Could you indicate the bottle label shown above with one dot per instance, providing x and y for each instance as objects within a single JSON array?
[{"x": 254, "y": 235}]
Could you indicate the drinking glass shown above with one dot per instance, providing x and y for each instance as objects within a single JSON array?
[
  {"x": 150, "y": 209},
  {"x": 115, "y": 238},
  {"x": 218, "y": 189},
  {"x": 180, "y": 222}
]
---
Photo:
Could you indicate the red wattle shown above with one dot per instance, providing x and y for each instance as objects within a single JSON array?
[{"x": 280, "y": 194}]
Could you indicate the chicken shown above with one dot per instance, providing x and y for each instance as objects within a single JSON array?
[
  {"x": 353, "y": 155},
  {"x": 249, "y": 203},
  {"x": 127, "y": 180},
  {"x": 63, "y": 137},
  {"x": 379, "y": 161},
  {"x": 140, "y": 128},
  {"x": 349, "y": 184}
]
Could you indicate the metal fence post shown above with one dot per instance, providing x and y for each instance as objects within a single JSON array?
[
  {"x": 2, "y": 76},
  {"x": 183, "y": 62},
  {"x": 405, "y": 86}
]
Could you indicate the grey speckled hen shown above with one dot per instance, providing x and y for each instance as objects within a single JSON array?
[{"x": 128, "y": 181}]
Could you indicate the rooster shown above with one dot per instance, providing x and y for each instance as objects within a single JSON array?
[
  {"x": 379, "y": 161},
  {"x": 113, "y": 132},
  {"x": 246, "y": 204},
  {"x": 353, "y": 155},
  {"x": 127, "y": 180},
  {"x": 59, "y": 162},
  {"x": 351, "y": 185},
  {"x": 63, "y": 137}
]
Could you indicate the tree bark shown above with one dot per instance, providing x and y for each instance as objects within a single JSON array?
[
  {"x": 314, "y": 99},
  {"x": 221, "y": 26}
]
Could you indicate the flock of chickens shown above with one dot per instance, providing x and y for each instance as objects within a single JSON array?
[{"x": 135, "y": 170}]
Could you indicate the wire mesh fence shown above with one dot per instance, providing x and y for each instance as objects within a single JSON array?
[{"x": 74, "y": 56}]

## What this task involves
How many lines in the rows above contain the string "fence"? Case counts, and the reply should be only the number.

## Full answer
2